INSTRUCTIONS TO FOLLOW: Swap "Target" for "Label" everywhere it occurs in the items below, and reproduce every line otherwise unchanged.
════════
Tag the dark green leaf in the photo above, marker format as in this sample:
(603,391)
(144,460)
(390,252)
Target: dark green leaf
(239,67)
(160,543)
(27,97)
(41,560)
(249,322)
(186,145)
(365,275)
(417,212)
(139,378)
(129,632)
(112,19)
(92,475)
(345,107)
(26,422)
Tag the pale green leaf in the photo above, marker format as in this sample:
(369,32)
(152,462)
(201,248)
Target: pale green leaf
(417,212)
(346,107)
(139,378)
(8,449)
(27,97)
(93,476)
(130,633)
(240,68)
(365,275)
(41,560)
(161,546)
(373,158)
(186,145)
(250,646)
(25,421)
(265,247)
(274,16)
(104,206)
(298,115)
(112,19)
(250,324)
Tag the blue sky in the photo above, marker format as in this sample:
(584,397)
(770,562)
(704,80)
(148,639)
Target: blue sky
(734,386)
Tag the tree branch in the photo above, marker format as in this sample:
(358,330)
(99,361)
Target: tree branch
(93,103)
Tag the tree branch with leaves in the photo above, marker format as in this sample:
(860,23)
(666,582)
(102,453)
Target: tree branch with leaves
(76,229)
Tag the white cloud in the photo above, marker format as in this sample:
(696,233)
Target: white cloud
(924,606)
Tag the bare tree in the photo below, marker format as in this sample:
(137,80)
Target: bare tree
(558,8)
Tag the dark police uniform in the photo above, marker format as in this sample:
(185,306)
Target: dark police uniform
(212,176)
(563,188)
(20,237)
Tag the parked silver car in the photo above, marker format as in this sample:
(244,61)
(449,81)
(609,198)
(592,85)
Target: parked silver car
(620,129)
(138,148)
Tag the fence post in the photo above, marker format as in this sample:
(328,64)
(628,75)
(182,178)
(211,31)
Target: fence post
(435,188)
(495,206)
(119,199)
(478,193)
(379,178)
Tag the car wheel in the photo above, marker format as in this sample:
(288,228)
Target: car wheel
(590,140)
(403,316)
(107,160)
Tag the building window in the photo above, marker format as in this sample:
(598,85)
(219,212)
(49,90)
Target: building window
════════
TASK ANSWER:
Tag the dark green leaf in the photo above, marker format as in this sample:
(603,391)
(144,460)
(390,252)
Label: dark green leaf
(239,67)
(160,543)
(27,97)
(41,560)
(249,322)
(186,145)
(365,275)
(417,212)
(139,378)
(129,632)
(112,19)
(92,475)
(345,107)
(26,422)
Tag the pale green leaf in the photo above, marker format as in this sample:
(369,32)
(152,462)
(201,248)
Label: pale green leaf
(417,212)
(346,107)
(139,378)
(8,449)
(27,97)
(93,476)
(130,633)
(240,68)
(365,275)
(41,560)
(161,546)
(373,158)
(186,145)
(250,646)
(25,421)
(265,247)
(274,16)
(104,206)
(298,115)
(112,19)
(250,324)
Tag the blue sky in the photo above, marker format as in this sample:
(584,397)
(770,562)
(704,80)
(148,639)
Label: blue sky
(734,386)
Tag the tree branch in the photo above, marker format as in this sample:
(358,330)
(99,361)
Label: tree branch
(93,103)
Tag the tree branch with leaves in the photo above, marker format as in this sample:
(860,23)
(666,582)
(102,453)
Label: tree branch with leaves
(76,229)
Tag the white cloud in the photo above, marker format as in this sample:
(696,233)
Label: white cloud
(924,606)
Tag the bare tree in the photo below, marker format as in this sample:
(137,80)
Label: bare tree
(558,8)
Tag the dark police uniform in the photo above, marker format as in this sample:
(185,306)
Label: dark police uniform
(212,176)
(563,188)
(20,237)
Tag the parked silver car in the photo above, marker format as in this sample:
(244,61)
(449,81)
(609,198)
(592,85)
Label: parked silver car
(620,129)
(138,148)
Tag the fence post in the photo above, marker format as in this sample:
(328,64)
(628,75)
(182,178)
(211,31)
Label: fence post
(435,188)
(495,206)
(119,199)
(478,193)
(379,178)
Tag the car wheel in the photo above, marker format as in this sample:
(288,228)
Label: car wheel
(590,140)
(403,316)
(107,160)
Tag the building window in the photo above, marker format as in this sample:
(598,85)
(219,212)
(49,90)
Label: building window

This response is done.